▶ _Written request_
Edit the records below by replacing every instance of "locate" with "find", leaving all other text unchanged.

Object detection data
※ ※ ※

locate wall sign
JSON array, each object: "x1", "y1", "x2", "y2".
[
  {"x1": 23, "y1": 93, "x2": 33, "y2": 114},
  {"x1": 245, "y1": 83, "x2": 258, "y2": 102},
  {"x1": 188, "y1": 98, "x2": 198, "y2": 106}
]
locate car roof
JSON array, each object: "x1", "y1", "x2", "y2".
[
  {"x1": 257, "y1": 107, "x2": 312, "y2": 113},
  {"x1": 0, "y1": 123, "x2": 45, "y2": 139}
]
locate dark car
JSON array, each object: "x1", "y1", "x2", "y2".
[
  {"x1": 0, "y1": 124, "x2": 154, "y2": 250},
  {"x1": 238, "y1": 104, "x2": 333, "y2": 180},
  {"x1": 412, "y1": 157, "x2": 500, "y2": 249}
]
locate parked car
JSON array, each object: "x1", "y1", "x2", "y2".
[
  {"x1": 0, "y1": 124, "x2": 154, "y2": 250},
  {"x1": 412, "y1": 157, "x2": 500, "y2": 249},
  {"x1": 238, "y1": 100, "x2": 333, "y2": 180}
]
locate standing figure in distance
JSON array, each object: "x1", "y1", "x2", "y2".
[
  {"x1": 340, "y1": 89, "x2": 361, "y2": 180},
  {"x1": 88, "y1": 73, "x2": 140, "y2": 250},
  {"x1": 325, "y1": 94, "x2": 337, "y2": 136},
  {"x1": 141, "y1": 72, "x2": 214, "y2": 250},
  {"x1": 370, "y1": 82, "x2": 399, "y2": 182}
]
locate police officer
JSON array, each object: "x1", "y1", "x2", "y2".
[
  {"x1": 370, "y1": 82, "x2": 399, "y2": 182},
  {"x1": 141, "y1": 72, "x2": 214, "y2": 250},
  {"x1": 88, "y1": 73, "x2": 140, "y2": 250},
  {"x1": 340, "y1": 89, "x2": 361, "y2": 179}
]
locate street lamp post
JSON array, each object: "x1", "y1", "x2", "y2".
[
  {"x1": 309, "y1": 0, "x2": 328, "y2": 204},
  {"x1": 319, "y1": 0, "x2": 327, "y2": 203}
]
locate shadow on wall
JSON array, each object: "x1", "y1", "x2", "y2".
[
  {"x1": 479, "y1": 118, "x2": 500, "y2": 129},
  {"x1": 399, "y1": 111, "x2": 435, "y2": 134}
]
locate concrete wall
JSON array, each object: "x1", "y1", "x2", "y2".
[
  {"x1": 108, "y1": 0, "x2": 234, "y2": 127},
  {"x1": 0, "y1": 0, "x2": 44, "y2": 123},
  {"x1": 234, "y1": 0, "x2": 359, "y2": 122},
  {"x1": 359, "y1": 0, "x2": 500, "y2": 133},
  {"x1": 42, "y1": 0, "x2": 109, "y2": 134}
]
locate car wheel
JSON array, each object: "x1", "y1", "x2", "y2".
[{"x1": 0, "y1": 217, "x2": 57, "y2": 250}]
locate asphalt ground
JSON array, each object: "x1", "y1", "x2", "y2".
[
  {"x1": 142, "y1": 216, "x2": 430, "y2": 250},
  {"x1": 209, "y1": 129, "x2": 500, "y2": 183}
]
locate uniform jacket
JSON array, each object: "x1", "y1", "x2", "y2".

※ ※ ※

▶ _In response_
find wall sign
JSON array, each object: "x1", "y1", "x2", "y2".
[
  {"x1": 23, "y1": 93, "x2": 33, "y2": 114},
  {"x1": 245, "y1": 83, "x2": 258, "y2": 102},
  {"x1": 188, "y1": 98, "x2": 198, "y2": 106}
]
find car roof
JSON array, each object: "x1", "y1", "x2", "y2".
[
  {"x1": 257, "y1": 107, "x2": 312, "y2": 113},
  {"x1": 0, "y1": 123, "x2": 45, "y2": 139}
]
find dark car
JSON array, each object: "x1", "y1", "x2", "y2".
[
  {"x1": 0, "y1": 124, "x2": 154, "y2": 250},
  {"x1": 238, "y1": 104, "x2": 333, "y2": 180},
  {"x1": 412, "y1": 157, "x2": 500, "y2": 249}
]
find parked car
JSON array, each object: "x1", "y1", "x2", "y2".
[
  {"x1": 0, "y1": 124, "x2": 154, "y2": 250},
  {"x1": 412, "y1": 157, "x2": 500, "y2": 249},
  {"x1": 238, "y1": 100, "x2": 333, "y2": 180}
]
find standing figure in distance
JSON array, each object: "x1", "y1", "x2", "y2".
[
  {"x1": 340, "y1": 89, "x2": 361, "y2": 180},
  {"x1": 88, "y1": 73, "x2": 140, "y2": 250},
  {"x1": 325, "y1": 94, "x2": 337, "y2": 136},
  {"x1": 141, "y1": 72, "x2": 214, "y2": 250},
  {"x1": 370, "y1": 82, "x2": 399, "y2": 182}
]
find police officer
JSON array, each object: "x1", "y1", "x2", "y2".
[
  {"x1": 370, "y1": 82, "x2": 399, "y2": 182},
  {"x1": 141, "y1": 72, "x2": 214, "y2": 250},
  {"x1": 88, "y1": 73, "x2": 140, "y2": 250},
  {"x1": 340, "y1": 89, "x2": 361, "y2": 179}
]
find street lamp post
JSON array, each object: "x1", "y1", "x2", "y2".
[
  {"x1": 309, "y1": 0, "x2": 328, "y2": 204},
  {"x1": 319, "y1": 0, "x2": 327, "y2": 203}
]
find shadow on wall
JSON array, each object: "x1", "y1", "x2", "y2".
[
  {"x1": 479, "y1": 118, "x2": 500, "y2": 129},
  {"x1": 399, "y1": 111, "x2": 435, "y2": 134}
]
find concrete wall
JSON array, each object: "x1", "y1", "x2", "y2".
[
  {"x1": 108, "y1": 0, "x2": 234, "y2": 127},
  {"x1": 0, "y1": 0, "x2": 44, "y2": 123},
  {"x1": 234, "y1": 0, "x2": 359, "y2": 122},
  {"x1": 359, "y1": 0, "x2": 500, "y2": 133},
  {"x1": 42, "y1": 0, "x2": 109, "y2": 134}
]
find car wheel
JSON array, each object: "x1", "y1", "x2", "y2".
[{"x1": 0, "y1": 217, "x2": 57, "y2": 250}]
find asphalt ground
JSON array, each object: "x1", "y1", "x2", "y2".
[
  {"x1": 142, "y1": 216, "x2": 430, "y2": 250},
  {"x1": 209, "y1": 129, "x2": 500, "y2": 183}
]
find uniform jacket
JSON array, each object: "x1", "y1", "x2", "y2".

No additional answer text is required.